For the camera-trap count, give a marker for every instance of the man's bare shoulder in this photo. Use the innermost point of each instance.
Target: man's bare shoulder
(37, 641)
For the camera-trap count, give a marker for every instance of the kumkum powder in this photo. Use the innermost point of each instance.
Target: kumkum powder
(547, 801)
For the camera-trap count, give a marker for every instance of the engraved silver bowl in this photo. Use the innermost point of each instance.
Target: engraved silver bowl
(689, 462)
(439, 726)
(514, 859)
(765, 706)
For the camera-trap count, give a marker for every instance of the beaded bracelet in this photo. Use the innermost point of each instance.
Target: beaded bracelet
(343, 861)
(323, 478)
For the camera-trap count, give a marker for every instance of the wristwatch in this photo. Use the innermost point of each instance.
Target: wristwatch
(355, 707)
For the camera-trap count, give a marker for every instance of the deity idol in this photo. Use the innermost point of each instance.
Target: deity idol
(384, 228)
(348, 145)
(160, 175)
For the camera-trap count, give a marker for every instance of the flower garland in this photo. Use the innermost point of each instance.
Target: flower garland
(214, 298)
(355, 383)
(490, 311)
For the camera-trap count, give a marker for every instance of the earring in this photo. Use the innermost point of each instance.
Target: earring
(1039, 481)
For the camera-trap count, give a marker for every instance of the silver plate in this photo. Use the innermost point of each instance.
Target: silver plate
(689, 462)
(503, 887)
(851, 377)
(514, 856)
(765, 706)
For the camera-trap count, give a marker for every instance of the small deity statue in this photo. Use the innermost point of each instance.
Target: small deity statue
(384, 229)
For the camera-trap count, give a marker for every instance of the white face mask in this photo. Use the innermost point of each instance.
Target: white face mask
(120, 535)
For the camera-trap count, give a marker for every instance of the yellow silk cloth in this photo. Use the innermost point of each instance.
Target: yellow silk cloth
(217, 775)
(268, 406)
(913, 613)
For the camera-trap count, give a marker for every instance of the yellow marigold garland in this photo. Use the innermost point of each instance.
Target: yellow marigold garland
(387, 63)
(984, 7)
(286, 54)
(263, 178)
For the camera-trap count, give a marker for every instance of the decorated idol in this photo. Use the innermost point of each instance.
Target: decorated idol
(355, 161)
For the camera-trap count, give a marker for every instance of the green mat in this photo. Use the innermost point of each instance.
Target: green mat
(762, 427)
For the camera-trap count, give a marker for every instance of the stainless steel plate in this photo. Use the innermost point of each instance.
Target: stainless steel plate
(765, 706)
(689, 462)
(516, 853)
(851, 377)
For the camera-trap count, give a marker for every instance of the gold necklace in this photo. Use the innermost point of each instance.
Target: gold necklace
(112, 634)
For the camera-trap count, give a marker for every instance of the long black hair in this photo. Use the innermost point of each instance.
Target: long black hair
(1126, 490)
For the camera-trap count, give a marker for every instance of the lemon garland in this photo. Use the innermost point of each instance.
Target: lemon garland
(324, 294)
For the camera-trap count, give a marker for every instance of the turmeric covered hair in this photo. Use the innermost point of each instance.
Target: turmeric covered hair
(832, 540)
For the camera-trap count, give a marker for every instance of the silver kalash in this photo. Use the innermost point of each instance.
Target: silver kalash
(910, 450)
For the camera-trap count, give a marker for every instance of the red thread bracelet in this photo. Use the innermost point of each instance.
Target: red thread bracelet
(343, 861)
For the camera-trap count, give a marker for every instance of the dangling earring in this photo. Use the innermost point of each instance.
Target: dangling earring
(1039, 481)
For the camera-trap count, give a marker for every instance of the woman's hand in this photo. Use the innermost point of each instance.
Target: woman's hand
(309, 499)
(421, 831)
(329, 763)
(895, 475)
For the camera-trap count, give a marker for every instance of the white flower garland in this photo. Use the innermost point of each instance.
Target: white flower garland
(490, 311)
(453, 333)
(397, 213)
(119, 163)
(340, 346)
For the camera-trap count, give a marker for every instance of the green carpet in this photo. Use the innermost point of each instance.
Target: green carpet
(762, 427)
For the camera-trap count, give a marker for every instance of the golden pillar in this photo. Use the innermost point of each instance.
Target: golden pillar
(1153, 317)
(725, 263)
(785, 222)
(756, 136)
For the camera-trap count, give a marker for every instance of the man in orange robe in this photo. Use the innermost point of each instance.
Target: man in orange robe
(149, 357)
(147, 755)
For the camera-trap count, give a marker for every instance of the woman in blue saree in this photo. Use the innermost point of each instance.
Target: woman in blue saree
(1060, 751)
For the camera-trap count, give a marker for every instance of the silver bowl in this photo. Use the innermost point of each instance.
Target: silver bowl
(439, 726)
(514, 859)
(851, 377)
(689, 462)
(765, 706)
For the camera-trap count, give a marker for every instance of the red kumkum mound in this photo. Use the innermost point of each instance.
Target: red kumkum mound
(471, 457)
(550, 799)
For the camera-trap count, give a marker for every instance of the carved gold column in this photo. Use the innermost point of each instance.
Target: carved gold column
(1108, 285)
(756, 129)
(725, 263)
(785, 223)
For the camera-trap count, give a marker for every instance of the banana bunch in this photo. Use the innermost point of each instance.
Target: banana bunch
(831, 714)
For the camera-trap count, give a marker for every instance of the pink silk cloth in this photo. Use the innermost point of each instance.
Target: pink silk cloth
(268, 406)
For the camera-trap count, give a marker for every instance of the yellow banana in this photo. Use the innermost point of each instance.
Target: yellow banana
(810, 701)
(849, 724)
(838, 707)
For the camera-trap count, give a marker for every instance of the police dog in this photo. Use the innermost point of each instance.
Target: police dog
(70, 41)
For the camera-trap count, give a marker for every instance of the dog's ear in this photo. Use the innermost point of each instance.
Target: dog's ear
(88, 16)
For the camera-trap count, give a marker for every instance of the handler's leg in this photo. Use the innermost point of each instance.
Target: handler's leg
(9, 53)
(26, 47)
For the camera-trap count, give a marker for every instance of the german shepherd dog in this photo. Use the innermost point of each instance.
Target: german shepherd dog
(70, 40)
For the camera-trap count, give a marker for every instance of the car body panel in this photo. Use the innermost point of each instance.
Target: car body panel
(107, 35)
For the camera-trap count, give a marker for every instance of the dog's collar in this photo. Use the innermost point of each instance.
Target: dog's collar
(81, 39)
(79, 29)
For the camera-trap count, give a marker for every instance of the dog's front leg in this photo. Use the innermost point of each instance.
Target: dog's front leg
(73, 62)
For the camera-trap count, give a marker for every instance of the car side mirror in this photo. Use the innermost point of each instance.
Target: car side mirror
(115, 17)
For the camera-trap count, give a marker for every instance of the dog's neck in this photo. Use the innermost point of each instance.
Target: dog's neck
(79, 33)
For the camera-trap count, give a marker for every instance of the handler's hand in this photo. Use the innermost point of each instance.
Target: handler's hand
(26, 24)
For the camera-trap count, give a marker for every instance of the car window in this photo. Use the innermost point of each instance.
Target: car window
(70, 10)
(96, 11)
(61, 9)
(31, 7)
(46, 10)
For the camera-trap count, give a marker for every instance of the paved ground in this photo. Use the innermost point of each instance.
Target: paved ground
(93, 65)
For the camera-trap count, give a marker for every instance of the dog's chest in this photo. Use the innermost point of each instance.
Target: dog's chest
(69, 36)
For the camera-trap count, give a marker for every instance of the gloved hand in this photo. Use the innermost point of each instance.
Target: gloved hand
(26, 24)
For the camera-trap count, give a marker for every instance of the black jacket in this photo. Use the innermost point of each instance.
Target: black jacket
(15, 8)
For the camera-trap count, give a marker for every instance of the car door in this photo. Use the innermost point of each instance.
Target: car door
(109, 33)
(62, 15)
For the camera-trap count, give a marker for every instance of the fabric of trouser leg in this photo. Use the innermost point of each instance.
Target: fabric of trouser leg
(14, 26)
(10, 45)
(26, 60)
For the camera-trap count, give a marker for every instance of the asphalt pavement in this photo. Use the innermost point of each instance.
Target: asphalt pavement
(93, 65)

- EXERCISE INSTRUCTIONS -
The entries above hold a line with "Target: turmeric covered hair" and a later line with "of the woman's". Write out exactly those lines and all lines between, nothing more.

- ANSWER SECTION -
Target: turmeric covered hair
(832, 540)
For the camera-trap count, give a marker for every instance of the silver kalash in this photo. Use the innermost point of each instance.
Target: silver kalash
(910, 450)
For the camera-trap count, give a marker for every instance of the red thread bracelet in this photo. Use the innermost point of each instance.
Target: red thread bracelet
(343, 861)
For the camera-trap count, give a marker for every instance of the dangling earring in this photo. Use the innermost point of each instance.
Target: dangling earring
(1039, 481)
For the camera-trap count, give a marker for every instance of the woman's hand in this photo. Use the innermost point of each instance.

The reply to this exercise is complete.